» **Study material**
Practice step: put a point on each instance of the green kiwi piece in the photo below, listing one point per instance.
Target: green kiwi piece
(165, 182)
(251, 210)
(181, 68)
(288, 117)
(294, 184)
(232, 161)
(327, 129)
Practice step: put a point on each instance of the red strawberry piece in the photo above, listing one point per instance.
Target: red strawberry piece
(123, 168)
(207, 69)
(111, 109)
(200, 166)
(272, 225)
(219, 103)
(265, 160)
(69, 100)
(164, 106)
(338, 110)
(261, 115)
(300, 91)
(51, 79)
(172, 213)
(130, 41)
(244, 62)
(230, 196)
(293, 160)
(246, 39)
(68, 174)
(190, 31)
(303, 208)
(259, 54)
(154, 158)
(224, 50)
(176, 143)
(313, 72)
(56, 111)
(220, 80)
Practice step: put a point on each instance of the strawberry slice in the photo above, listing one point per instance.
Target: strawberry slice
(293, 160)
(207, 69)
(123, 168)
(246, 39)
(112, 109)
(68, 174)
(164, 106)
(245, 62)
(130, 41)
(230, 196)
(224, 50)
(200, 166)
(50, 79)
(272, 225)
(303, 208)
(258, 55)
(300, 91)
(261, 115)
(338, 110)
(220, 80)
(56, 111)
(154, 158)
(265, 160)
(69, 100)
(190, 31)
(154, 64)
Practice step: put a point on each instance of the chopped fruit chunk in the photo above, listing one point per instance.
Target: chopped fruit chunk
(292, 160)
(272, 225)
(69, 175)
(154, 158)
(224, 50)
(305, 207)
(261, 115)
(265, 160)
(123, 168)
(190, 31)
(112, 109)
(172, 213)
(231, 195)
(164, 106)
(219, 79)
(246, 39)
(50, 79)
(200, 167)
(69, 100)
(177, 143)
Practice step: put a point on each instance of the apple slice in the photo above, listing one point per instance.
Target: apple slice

» **To do**
Looking at the records above, state the number of lines where the word "apple" occurs, and write nothing beyond it.

» **Exercise output**
2